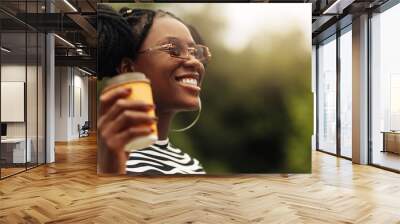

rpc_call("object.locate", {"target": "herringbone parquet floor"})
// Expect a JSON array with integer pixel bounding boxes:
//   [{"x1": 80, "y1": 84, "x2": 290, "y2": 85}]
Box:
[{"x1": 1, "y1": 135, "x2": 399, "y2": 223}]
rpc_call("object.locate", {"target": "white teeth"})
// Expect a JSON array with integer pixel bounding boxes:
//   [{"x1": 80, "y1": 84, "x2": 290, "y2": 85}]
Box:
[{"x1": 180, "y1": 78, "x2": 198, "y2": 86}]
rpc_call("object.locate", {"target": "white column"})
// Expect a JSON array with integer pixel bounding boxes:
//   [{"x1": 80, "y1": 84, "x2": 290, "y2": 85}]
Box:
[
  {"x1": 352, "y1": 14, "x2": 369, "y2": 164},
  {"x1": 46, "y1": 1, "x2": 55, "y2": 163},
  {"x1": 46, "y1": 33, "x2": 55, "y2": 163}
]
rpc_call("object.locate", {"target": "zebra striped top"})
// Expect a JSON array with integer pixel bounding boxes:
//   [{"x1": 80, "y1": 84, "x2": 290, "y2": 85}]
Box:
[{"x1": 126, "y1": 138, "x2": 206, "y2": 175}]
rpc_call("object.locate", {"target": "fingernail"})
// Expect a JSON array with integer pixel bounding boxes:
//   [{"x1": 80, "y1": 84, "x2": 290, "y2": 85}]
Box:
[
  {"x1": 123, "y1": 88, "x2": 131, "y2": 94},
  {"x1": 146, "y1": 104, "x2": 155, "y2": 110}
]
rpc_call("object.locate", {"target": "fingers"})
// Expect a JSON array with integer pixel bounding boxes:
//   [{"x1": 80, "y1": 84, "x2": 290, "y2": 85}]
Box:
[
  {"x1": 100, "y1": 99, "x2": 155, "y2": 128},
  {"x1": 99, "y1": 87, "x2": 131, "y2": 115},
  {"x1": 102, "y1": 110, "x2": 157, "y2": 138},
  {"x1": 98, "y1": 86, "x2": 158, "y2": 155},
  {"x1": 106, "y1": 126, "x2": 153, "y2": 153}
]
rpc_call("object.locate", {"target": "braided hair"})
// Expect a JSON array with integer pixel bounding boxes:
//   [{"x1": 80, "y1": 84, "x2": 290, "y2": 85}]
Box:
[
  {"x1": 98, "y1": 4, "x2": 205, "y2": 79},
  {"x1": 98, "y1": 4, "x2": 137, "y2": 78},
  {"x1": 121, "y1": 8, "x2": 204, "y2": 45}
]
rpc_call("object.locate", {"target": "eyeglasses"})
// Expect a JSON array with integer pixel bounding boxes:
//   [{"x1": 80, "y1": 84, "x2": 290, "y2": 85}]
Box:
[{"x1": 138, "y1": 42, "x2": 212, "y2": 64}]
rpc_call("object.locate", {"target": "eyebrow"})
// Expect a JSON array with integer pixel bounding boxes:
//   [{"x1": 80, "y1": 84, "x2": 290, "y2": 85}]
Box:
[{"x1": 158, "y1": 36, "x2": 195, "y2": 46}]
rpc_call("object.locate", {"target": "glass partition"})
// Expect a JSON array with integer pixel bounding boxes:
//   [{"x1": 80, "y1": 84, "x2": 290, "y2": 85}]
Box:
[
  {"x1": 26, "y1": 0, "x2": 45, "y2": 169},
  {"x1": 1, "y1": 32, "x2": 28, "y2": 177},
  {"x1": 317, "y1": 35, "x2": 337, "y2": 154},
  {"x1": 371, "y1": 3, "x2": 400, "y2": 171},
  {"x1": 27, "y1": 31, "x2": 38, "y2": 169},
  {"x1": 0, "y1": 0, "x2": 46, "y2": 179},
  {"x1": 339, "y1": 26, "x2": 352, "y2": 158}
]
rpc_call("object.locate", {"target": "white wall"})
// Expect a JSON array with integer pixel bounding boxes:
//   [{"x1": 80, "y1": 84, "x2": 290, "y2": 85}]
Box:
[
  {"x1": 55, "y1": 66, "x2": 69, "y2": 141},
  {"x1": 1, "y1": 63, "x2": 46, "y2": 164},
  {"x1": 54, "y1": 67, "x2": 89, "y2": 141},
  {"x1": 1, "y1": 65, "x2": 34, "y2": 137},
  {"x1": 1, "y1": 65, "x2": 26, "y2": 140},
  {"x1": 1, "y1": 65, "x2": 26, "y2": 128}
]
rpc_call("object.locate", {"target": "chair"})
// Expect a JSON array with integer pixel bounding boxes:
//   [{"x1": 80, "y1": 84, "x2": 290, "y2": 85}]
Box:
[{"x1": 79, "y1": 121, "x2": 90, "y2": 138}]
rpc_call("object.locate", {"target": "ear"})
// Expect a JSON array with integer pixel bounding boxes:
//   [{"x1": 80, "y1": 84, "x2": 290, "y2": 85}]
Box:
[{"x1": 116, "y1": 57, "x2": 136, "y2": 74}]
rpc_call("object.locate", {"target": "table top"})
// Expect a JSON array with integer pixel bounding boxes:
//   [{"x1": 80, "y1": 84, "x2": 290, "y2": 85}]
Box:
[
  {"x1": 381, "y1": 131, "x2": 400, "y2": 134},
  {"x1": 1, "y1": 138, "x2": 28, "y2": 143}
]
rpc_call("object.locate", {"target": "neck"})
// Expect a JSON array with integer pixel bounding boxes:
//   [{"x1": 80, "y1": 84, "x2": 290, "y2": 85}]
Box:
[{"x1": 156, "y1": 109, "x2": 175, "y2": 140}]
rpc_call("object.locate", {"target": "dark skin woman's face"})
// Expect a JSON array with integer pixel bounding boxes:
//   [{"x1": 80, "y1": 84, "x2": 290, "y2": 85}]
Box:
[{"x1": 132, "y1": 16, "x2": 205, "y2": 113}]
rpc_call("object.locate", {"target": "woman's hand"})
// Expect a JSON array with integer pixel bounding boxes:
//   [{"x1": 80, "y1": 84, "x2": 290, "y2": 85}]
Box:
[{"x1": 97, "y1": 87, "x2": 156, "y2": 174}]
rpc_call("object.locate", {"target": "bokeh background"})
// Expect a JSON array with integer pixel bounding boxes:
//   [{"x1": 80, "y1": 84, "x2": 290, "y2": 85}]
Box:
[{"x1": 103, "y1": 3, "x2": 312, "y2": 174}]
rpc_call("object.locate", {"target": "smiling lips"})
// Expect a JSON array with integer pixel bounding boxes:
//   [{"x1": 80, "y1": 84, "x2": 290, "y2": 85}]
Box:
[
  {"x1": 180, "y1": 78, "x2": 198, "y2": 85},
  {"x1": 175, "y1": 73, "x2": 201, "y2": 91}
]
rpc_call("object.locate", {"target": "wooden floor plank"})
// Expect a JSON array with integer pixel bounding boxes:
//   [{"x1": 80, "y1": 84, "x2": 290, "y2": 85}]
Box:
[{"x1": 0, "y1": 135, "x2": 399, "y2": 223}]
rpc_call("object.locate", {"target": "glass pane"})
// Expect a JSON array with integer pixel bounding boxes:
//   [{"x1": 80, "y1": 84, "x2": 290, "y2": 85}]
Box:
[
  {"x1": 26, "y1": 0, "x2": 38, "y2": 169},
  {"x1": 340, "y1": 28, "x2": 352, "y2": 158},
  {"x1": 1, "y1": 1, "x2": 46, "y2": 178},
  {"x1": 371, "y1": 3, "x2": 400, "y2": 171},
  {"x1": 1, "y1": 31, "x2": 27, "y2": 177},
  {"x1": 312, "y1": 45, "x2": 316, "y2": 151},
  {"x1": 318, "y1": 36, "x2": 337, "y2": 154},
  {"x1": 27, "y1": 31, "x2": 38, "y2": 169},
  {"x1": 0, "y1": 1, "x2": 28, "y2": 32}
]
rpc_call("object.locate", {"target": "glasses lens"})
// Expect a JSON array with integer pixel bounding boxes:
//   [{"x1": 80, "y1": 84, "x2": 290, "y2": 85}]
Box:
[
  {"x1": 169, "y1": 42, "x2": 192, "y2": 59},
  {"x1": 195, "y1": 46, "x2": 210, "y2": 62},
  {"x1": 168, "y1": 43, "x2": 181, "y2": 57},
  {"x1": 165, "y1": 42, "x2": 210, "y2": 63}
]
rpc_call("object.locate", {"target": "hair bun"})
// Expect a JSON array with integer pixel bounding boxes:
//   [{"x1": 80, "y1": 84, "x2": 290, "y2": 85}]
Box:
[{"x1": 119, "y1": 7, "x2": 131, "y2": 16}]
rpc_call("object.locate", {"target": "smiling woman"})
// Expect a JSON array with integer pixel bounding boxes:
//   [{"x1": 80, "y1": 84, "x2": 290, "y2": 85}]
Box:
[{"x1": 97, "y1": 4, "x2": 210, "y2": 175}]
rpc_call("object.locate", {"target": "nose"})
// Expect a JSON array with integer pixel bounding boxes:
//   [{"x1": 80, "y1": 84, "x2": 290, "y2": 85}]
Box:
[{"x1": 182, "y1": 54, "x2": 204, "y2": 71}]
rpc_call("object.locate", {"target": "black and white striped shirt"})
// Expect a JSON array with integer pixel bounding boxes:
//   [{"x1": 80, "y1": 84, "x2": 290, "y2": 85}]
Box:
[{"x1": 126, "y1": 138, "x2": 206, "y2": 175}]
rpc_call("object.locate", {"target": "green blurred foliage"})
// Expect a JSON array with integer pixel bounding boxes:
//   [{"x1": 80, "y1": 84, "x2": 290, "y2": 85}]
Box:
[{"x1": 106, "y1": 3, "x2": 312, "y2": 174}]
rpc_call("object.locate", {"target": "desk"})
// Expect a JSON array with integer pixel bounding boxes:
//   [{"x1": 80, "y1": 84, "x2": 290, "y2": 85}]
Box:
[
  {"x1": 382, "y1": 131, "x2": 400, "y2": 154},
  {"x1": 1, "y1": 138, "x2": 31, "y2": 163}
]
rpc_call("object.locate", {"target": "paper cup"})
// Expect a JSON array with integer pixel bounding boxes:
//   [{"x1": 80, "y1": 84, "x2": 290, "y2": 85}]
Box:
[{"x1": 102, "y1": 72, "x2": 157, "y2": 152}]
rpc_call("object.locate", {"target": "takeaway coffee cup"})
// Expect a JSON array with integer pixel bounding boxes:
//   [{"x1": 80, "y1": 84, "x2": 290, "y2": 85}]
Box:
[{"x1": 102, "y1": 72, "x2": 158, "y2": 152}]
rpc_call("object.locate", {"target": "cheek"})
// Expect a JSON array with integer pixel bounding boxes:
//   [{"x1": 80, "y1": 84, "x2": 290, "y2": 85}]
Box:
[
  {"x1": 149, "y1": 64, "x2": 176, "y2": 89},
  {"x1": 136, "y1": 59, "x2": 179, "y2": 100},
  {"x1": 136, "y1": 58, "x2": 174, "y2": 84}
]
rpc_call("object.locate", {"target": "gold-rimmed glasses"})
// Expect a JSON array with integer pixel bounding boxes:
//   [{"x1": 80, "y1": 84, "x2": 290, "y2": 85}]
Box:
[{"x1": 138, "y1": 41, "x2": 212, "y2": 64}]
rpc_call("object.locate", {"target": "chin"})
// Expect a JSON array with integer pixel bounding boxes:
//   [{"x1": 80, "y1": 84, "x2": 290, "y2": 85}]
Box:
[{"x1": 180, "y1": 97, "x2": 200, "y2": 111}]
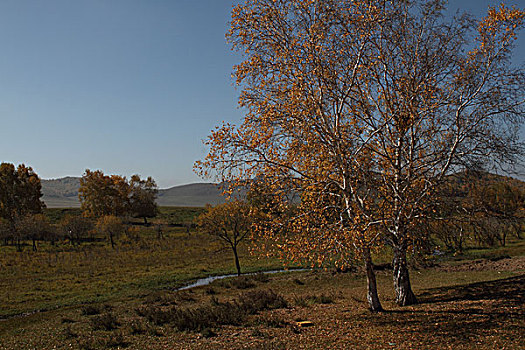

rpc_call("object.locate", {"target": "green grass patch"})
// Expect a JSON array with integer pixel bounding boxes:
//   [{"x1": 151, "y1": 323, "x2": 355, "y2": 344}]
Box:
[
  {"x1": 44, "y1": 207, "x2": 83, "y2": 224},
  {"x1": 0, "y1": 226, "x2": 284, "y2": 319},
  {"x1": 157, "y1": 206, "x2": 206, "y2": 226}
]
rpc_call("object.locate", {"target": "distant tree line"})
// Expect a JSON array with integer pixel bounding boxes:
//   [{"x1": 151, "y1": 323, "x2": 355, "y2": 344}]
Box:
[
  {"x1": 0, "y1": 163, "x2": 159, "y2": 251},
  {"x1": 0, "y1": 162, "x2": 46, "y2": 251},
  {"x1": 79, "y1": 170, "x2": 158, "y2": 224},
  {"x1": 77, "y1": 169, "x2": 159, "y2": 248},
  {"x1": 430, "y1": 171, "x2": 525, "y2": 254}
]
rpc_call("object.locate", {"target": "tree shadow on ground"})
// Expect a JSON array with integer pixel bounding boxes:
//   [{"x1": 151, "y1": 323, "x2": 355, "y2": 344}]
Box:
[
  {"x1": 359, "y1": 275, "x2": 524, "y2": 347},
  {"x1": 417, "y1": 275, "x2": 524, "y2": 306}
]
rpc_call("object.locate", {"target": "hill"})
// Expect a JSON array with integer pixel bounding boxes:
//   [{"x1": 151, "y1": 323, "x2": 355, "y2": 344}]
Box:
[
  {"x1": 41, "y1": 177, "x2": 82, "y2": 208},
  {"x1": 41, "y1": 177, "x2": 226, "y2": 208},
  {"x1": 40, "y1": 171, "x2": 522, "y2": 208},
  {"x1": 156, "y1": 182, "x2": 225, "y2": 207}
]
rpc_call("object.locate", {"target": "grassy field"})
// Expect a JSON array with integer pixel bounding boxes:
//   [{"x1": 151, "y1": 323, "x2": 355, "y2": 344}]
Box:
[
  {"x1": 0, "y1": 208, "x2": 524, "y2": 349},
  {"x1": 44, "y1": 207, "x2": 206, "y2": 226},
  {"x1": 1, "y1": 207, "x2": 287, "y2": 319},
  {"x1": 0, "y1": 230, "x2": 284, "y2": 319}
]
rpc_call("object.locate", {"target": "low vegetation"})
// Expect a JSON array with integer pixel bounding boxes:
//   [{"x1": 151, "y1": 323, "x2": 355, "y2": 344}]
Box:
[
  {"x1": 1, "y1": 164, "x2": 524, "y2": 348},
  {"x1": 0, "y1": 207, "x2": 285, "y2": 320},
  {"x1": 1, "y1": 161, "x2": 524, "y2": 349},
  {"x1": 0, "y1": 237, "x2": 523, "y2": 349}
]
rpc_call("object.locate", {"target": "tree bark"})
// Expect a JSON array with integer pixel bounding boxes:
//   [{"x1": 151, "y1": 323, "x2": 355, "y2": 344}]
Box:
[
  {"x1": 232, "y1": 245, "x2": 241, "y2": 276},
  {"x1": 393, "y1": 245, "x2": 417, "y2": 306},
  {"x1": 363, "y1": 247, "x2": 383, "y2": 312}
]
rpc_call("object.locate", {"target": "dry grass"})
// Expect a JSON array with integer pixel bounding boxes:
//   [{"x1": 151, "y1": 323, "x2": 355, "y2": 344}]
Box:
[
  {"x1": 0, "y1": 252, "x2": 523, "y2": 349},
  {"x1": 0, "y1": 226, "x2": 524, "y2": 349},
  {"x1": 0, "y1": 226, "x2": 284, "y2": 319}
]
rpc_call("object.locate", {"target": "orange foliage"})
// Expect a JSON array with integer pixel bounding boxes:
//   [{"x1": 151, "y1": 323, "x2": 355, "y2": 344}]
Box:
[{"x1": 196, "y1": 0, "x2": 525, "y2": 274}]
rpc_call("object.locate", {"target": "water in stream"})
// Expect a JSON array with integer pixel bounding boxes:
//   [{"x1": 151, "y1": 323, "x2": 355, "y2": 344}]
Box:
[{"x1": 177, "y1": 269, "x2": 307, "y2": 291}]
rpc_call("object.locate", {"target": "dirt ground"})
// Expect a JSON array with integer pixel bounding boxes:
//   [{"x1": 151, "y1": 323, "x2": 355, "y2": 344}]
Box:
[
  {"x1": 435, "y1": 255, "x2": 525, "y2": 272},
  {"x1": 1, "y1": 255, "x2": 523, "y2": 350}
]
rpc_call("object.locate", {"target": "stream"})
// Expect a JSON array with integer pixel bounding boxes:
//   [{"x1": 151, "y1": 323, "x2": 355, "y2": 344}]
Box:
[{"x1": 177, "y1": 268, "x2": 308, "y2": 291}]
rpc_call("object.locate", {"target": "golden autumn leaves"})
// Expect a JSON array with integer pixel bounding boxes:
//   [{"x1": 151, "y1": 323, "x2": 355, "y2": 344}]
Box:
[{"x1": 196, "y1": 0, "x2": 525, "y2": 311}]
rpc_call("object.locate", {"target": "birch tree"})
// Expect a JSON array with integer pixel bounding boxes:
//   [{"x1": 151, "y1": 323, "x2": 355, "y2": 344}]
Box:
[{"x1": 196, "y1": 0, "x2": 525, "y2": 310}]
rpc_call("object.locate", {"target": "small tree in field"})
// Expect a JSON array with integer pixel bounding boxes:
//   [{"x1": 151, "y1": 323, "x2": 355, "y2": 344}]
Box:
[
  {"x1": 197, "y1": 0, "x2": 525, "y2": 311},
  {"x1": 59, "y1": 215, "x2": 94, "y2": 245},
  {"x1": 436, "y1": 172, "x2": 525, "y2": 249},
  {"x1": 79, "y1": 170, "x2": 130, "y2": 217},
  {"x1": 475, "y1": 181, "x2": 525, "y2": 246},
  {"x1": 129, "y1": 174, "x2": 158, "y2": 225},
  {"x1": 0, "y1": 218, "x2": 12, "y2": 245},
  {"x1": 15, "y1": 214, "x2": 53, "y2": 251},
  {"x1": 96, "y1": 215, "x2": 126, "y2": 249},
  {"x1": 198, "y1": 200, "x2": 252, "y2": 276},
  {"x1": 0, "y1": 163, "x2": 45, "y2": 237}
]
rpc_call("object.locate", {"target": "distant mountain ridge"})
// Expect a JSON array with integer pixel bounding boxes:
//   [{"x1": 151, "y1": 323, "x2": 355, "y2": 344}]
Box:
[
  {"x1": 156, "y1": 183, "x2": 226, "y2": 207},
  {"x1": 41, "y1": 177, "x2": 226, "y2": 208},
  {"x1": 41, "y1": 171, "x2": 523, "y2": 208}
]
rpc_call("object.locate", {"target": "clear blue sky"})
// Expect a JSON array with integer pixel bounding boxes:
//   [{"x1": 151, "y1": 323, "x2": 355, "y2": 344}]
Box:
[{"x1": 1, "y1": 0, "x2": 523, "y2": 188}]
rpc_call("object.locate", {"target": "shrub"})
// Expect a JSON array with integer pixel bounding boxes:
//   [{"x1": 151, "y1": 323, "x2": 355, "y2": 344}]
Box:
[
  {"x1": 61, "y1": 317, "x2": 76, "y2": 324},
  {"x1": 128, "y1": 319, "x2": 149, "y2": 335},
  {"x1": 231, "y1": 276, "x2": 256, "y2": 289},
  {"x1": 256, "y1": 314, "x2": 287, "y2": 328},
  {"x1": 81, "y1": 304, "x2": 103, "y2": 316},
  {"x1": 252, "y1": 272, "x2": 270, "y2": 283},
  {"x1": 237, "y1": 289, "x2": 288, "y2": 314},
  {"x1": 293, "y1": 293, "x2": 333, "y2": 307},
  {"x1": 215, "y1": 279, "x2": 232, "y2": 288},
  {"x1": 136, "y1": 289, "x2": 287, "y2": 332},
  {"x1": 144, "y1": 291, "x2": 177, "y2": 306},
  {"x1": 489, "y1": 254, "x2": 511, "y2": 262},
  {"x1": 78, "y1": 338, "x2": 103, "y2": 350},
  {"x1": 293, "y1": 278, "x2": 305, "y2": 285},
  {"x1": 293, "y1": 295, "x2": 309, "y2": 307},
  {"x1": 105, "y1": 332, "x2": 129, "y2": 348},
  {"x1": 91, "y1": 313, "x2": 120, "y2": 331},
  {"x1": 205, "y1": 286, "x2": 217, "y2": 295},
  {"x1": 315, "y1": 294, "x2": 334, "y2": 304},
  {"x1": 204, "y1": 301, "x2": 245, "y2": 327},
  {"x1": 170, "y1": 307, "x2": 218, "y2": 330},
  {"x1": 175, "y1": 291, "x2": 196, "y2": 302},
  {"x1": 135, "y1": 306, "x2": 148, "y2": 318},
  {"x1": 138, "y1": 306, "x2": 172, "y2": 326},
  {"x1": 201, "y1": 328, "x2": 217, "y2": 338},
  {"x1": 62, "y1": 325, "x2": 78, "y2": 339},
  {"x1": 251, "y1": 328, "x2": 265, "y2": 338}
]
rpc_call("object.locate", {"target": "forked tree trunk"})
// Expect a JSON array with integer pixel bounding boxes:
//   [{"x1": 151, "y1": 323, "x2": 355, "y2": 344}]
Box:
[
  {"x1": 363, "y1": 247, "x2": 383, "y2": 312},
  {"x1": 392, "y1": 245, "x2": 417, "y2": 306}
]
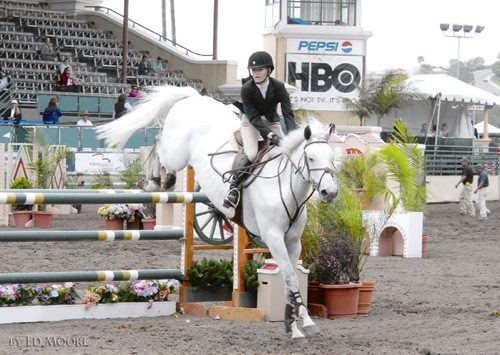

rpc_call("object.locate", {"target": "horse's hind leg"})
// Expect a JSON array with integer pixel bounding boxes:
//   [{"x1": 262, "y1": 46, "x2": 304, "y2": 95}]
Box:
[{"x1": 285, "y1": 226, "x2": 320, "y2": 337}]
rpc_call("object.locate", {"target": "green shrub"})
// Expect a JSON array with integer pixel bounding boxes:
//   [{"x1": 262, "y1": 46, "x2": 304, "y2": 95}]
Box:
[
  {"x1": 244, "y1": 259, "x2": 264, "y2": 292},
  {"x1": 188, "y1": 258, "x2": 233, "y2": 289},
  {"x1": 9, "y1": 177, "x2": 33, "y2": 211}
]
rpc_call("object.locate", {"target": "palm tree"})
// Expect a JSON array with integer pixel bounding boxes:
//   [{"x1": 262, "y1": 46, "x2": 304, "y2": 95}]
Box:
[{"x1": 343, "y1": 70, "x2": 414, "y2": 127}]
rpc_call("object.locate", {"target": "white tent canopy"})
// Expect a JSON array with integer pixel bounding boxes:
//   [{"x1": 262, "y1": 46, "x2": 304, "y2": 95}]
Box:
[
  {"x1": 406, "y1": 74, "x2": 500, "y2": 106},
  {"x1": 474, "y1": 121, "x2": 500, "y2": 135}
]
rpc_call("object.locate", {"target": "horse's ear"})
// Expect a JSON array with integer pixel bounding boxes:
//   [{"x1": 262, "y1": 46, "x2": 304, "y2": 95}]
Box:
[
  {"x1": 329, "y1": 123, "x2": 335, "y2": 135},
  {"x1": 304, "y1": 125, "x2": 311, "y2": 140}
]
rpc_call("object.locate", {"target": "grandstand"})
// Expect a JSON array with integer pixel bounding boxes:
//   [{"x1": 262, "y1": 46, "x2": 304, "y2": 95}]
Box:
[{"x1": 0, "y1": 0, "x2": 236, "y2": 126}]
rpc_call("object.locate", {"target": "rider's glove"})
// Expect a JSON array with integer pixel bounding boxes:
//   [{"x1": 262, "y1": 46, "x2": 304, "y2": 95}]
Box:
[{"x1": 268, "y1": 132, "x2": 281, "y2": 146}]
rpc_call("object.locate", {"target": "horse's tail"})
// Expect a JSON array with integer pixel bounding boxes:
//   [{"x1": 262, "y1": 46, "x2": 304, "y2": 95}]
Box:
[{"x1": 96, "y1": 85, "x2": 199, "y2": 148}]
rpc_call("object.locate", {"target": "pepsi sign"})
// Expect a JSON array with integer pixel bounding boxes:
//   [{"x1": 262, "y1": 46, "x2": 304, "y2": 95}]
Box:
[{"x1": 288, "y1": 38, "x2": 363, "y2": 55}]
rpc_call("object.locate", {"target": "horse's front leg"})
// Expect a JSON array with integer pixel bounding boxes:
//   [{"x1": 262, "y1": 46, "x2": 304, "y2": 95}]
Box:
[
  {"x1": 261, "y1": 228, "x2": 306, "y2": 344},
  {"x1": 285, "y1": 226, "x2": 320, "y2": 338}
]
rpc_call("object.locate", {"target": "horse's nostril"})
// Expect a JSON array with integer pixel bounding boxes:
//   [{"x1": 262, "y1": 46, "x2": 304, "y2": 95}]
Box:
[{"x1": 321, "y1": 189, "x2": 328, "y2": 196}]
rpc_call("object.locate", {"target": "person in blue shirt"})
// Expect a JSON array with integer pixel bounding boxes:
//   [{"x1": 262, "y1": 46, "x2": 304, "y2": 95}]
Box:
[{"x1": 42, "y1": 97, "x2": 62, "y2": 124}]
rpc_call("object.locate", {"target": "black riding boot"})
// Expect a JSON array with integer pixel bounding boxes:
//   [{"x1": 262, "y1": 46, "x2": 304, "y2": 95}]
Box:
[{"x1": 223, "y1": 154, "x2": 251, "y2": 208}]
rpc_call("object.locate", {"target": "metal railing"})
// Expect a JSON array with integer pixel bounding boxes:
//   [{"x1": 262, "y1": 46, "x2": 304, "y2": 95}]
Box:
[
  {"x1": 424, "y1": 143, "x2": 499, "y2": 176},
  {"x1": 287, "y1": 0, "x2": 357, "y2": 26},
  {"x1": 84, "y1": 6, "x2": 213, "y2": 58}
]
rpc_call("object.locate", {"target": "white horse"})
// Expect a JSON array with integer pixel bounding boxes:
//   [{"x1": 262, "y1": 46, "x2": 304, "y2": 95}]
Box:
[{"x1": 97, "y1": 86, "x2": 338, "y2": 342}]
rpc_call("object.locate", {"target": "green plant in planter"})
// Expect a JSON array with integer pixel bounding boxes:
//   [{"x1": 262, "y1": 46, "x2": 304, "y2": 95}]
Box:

- [PROBLEM STATEMENT]
Look for the word "floor". Copy out every line of the data that has it.

- [WRITTEN SOLUTION]
rpc_call("object.locate", {"target": "herringbone parquet floor"})
rpc_call("object.locate", {"target": "wooden floor plank"})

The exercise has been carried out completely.